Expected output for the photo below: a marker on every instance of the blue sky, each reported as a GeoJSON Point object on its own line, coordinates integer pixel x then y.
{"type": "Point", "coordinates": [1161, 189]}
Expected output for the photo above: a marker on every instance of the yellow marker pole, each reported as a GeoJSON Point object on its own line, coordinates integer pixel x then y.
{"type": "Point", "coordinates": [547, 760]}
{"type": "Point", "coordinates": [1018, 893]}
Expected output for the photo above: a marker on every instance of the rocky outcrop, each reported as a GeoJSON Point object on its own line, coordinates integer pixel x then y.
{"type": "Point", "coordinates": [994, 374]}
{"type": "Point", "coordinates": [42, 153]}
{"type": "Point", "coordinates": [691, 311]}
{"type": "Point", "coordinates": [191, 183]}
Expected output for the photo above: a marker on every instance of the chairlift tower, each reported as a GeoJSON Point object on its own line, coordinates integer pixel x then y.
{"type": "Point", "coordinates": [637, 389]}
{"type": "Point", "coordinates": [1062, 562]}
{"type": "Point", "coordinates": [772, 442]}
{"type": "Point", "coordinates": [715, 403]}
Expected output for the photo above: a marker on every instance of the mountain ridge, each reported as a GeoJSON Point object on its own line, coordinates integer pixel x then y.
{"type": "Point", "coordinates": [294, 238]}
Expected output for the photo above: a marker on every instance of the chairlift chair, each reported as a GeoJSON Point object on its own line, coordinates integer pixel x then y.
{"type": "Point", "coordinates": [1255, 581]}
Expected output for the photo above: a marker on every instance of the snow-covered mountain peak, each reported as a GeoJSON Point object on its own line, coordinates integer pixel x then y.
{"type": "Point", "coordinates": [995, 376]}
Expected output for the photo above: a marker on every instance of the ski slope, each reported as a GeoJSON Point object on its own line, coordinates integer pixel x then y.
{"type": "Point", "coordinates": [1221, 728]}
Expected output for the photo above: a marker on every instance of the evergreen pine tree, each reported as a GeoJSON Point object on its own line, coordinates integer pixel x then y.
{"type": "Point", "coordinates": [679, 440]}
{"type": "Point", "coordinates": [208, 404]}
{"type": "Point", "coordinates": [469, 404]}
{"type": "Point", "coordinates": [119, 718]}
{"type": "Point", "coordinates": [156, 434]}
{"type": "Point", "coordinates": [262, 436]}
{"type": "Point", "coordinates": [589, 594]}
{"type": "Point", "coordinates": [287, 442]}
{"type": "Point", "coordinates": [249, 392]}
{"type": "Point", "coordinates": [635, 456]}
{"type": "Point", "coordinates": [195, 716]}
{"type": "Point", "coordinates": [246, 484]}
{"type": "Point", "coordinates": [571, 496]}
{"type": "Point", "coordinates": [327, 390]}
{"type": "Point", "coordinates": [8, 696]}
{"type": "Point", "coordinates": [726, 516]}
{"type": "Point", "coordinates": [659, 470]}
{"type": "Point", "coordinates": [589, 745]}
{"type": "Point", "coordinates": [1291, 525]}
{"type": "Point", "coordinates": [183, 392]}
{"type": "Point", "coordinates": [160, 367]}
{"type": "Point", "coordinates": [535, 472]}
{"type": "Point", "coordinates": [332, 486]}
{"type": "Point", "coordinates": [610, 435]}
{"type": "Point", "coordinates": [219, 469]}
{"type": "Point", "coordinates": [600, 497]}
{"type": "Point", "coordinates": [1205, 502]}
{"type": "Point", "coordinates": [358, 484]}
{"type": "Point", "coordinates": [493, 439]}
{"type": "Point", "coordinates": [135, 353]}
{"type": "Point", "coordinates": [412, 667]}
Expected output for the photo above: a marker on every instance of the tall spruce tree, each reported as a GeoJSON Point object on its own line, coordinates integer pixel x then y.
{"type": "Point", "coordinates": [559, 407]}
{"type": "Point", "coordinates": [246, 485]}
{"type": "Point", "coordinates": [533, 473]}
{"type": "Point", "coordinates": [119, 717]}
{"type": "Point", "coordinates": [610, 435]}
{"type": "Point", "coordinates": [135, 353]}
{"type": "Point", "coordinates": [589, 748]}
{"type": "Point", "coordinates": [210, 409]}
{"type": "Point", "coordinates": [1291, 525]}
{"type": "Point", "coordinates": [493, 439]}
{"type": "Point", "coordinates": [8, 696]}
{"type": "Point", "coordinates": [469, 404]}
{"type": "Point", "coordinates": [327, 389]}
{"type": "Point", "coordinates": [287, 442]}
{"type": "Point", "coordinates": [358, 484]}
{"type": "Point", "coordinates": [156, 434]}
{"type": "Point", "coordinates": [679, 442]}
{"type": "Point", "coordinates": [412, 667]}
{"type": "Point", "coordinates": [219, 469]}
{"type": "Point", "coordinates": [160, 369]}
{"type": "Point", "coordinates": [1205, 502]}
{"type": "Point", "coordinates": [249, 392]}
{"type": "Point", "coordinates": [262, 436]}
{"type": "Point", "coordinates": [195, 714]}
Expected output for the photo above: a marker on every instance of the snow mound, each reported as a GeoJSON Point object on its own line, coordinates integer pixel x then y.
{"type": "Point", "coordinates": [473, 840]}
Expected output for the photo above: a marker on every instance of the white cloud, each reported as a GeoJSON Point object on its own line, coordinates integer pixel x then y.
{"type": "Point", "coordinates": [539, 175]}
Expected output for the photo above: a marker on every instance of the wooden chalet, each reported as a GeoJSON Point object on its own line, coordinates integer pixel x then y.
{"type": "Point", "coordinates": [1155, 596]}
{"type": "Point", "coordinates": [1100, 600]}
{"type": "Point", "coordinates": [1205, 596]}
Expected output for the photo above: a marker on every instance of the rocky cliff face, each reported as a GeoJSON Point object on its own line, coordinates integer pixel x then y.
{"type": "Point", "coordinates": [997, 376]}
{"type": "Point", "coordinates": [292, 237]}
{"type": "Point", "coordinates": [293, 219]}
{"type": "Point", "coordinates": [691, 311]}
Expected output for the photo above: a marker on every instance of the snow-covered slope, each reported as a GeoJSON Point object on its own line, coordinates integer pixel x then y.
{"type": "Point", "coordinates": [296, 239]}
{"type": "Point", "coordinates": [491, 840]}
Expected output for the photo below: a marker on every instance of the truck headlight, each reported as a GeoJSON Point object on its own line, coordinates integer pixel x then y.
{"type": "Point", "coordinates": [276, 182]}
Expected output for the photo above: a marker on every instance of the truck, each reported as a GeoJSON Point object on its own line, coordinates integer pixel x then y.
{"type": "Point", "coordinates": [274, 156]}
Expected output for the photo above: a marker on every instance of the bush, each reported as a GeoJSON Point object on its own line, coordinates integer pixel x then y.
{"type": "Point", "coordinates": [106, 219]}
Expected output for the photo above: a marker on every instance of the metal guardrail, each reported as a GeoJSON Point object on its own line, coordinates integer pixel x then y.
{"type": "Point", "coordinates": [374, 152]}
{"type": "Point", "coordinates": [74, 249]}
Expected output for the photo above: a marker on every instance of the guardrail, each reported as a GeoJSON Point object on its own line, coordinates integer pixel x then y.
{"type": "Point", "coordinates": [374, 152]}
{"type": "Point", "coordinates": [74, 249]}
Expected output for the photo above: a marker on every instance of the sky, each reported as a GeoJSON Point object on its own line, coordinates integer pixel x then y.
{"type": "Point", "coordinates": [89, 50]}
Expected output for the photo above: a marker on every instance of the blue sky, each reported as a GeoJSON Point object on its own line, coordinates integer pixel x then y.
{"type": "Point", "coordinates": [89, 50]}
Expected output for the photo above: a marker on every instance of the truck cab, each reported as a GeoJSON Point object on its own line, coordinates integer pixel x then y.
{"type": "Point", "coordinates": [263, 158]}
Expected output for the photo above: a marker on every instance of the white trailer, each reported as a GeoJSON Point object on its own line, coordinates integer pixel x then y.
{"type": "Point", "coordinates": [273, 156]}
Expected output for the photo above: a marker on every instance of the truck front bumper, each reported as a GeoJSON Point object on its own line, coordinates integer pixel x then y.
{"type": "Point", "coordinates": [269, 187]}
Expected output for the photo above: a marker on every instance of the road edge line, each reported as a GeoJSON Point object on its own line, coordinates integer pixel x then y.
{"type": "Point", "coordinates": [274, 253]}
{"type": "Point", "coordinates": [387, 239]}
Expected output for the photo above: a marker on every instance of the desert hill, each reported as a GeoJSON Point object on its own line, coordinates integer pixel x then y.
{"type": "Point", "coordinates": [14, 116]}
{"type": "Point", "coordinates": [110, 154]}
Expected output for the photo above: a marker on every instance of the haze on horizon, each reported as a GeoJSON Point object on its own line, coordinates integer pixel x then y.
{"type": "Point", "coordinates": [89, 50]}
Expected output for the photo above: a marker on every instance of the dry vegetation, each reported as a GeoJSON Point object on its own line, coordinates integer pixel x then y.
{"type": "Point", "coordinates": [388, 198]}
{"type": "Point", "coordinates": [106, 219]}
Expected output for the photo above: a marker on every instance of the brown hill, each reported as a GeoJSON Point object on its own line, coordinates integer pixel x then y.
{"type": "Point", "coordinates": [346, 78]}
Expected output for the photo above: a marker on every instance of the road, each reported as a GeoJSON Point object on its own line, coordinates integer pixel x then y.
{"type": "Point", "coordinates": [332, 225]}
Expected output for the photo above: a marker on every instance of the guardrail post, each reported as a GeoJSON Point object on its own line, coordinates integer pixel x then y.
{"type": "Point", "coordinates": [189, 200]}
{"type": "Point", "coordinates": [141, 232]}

■ What the task asks: Quote only the lines from the line containing "of the brown" through the end of the entries, keeping the first and the last.

■ Answer to the task:
Expected output for the photo above: a marker on every instance of the brown hill, each reported as a GeoJSON Point object on its own line, coordinates integer pixel x then y.
{"type": "Point", "coordinates": [346, 78]}
Expected output for the photo above: a marker on every instance of the road, each reported as a GeoJSON Point object on its own line, coordinates integer pixel x then y.
{"type": "Point", "coordinates": [332, 225]}
Expected output for the photo above: a marker on every instance of the guardrail post, each reported as a GeoJSON Point object on its own line, coordinates integer pixel x then y.
{"type": "Point", "coordinates": [189, 200]}
{"type": "Point", "coordinates": [141, 232]}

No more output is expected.